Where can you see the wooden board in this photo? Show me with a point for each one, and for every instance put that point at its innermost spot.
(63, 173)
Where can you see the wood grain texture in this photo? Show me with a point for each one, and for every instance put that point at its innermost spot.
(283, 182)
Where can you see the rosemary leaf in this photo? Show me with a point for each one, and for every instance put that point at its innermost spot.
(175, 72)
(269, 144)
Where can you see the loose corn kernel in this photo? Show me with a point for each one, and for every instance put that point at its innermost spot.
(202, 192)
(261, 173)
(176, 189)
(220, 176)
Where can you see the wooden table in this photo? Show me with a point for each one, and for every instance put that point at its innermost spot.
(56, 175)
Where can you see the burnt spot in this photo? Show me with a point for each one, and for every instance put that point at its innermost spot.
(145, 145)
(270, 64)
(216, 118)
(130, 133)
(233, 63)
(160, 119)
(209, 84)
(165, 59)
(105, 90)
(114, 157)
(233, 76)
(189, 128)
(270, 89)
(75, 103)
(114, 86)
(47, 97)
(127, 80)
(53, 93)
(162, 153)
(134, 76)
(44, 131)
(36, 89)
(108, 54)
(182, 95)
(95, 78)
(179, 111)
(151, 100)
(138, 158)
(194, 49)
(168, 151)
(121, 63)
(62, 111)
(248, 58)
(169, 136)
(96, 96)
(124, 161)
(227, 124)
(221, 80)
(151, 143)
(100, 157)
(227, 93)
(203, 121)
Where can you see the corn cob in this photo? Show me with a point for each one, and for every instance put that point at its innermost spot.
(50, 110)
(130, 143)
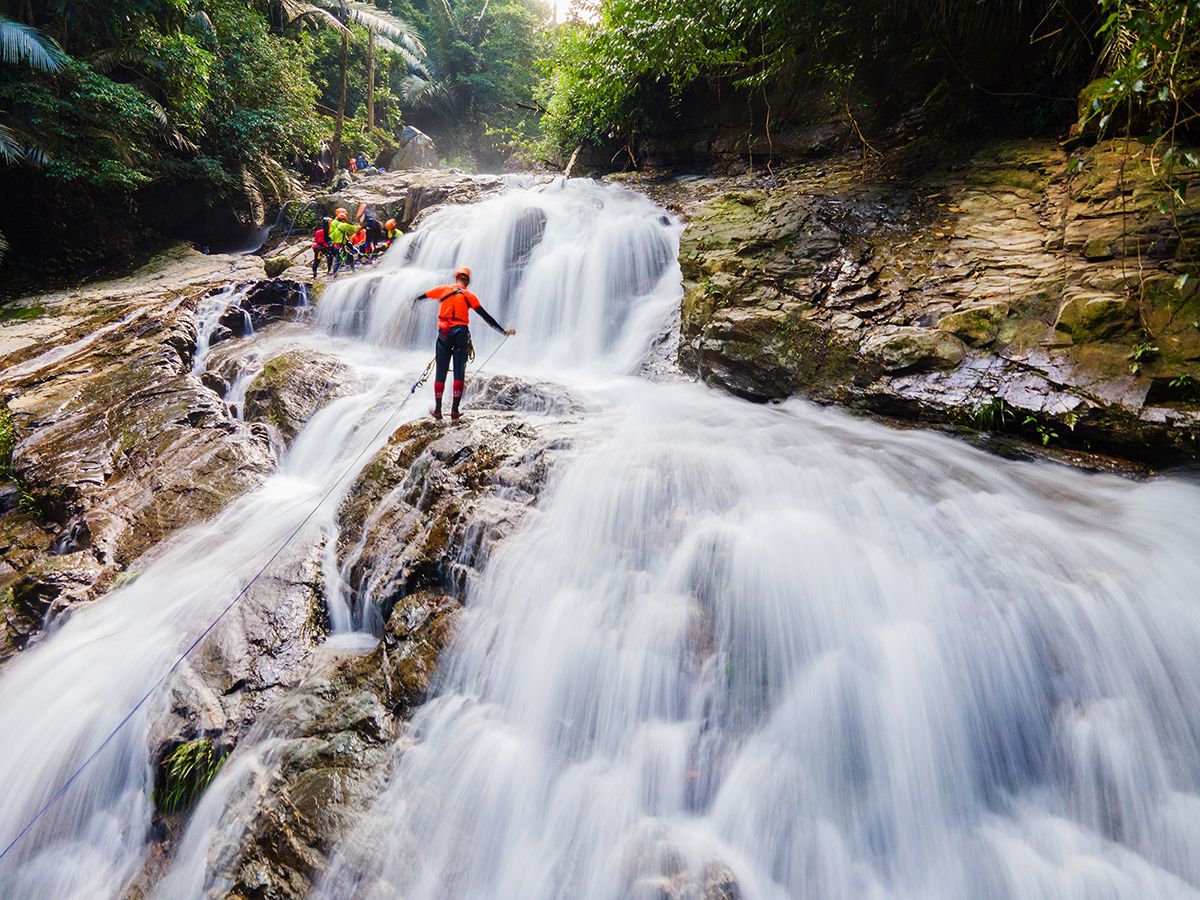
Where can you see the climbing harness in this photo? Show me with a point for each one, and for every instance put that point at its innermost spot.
(66, 785)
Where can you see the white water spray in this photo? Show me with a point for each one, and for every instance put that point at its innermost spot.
(771, 647)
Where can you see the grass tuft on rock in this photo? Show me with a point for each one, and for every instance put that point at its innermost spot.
(185, 772)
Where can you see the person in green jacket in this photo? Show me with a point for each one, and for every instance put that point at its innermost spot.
(341, 229)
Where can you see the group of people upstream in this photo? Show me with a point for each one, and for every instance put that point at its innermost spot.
(342, 241)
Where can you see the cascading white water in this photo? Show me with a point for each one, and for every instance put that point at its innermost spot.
(827, 659)
(586, 276)
(771, 646)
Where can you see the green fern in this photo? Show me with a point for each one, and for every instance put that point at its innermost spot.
(185, 773)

----------------------------------------

Task statement>
Repeat exactly the lines above, starting with the line that contains "Where can you see the group" and ending with the last line, both included, and nothing else.

Finished exercise>
Where can you see the group of people upstream in this photo? Show me with a point for each one, and for every instance put that point at its innermost spot.
(342, 241)
Where can you see the cascading white water in this photo? Show me with a point for each one, and for every instance put that point at its innermost spot.
(827, 659)
(586, 276)
(771, 646)
Where can you see the green fern in this photo? Show me with a point for each one, and for every instance put that point at its innermost spot.
(185, 773)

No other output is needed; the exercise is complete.